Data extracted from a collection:
+--

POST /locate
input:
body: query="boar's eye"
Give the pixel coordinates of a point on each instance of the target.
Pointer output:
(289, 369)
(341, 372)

+--

■ Problem requirements ■
Only an exact copy of the data above will do.

■ Output ■
POST /locate
input:
body: query="boar's eye"
Give the pixel coordinates of a point on each instance of the target.
Pointer output:
(289, 369)
(341, 372)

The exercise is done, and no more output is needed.